- **Page extract**
________________________________________

Guest Post by Rosa Lyster: Celebrity Encounters

Celebrity encounters

Rosa Lyster writes these really great essays once a week and puts them up on her website www.rosalyster.com. I am a huge fan of her writing and asked her to guest post on the blog today. She very kindly said yes. Here is her essay on the encounters she has had (or thought she had) with celebs.

Rosa lives and works in Cape Town, South Africa.

CELEBRITY ENCOUNTERS by Rosa Lyster

1. I thought I saw Yasiin Bey (aka Mos Def) out the corner of my eye. This kind of tallish handsome-ish lanky man wearing nice pants wandered into my peripheral vision, and the celebrity-registering part of my brain lit up. Fireworks. Explosions. Someone shooting a gun into the air. This happens to me a lot. People in Cape Town are generally very good at keeping their shit together around celebrities – they affect a cool disinterestedness, like oh check it out there’s Sean Penn, and I am going to pretend that I don’t care at all. I am going to act like I have never ever heard of Sean Penn, or, alternatively, that I HAVE heard of him and I hate him. I am going to make Sean Penn think that I am his enemy. I do not play this game very well. I lose my mind at even the prospect of seeing a celebrity. They know that they are famous, I know that they are famous, and why are we all pretending like this is normal. WHY. It’s a problem that some people have. A friend of mine once saw Emma Watson in a bar in Oxford, and stared at her so hard that she had to leave. It turned out that the guy with the cool pants wasn’t Yasiin Bey at all. He was just a totally regular man. Didn’t matter. The celebrity-registering part of my brain had been activated, and I was jittery for the rest of the evening.

2. I saw Sophie Ellis Bextor walking down the street in Hackney. This wasn’t like the Mos Def thing – it was definitely, definitely her. She had this nice yellow dress on, and sweet sunglasses, and she was walking down the street towards me. Fireworks. Explosions. Someone shooting a gun into the air.

3. My friend Rom and I saw Cillian Murphy at a Beach House concert in Hyde Park. I wrote about in on my old blog, which not one single person ever read, so really it was more like my diary. This is what I said: him and his wife (who was wearing a sort of Cheesecloth purple jumpsuit, actually, but despite this she managed to come across as very nice and someone you wouldn’t mind being stuck in a lift with) were sitting at the same set of tables and chairs that we were for most of the day. they borrowed our sunscreen. the wife made a nice joke about eating some of our ice cream. things i noticed about cillian murphy:

A) his head is much bigger from the side than from the front

B) he seems all right, really.

________________________________________

- **Data excerpt**
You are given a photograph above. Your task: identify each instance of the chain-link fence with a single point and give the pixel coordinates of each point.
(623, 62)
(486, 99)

________________________________________

- **Task to carry out**
Write the next part of the celebrity encounters essay, picking up after its last line. The data here was drawn from a separate source.

- **Response**
I recognised him straight away and I could feel my eyes go all bobbly and stupid. I don’t even like him! He does not at all feature in my life! I don’t think I have ever had a conversation about him with anyone except maybe Emma! but still I was so DUMB about it. still it was all I could do to stop myself from leaning over to him and going, “Look, you and I both know that you were in that movie called 28 Days Later, so can we stop pretending please.”they were sort of next to us when we watched beach house as well. they weren’t nearly as into beach house as they were into this sort of ska band that played earlier. obviously this minused them a million points, not just cos beach house was SO GREAT, but because ska is SO HORRIBLE.

4. Rufus Sewell, in a Starbucks in Oxford. This was a bad one. I got the same feeling I did when I saw Sophie Ellis Bextor. The feeling is called Fuck fuck fuck what if I wave, or smile in a weird way or fuuuuuuuuck what if I say something to them. This is what I wrote about in my old blog/diary: The thing I am bad at is famous people. I’m the most uncool about it ever in the world. But I can’t HELP it. It feels like a LIE. He knows that he is famous. I know that he is famous. It feels like some kind of riddle, to which the solution is, apparently, look at him out the corner of my eye so much that my head starts hurting, and then get up all in a rush cos he saw me STARING, and forget my wallet and the flowers at the table, and have to run back and get them and then drop the wallet and make an extremely, extremely loud rustling noise with the cellophane around the flowers as I walk out the door BACKWARDS. Like a CREEP. Like someone’s terrible servant in a PLAY.

5. My friend Caitie reminded me that once I thought I saw a famous man at university, but it turned out to be just my politics lecturer. I followed him around for a bit because I thought he had recently starred in a movie with Denzel Washington. I did my signature move of looking at the suspected celebrity very hard, and it was only after about five minutes of gazing intently at him that I realised who he was. It’s because I didn’t go to very many lectures.

6. Upon reflection, my old blog is just jam-packed with long updates on the time I thought I saw someone famous. Here is what I wrote about someone who I don’t even think has an IMDB page: I saw him and went oh oh there is a famous man where is he from where is he from where is he from. He was walking round the exhibition with someone he obviously didn’t know very well. For example: he didn’t know that she spoke Spanish, or that she had a brother, or that she had never been to Florence. I know this because I was SPYING. I wouldn’t definitely say they were on a date, but they probably were. An exhibition seems like an extraordinarily High Pressure environment to choose for like a first or second date. The worst is having to stand in front of paintings and say things. It’s even terrible when it’s with someone you know well. The potential for being either incredibly bored or incredibly boring is generally too high.

ANYWAY.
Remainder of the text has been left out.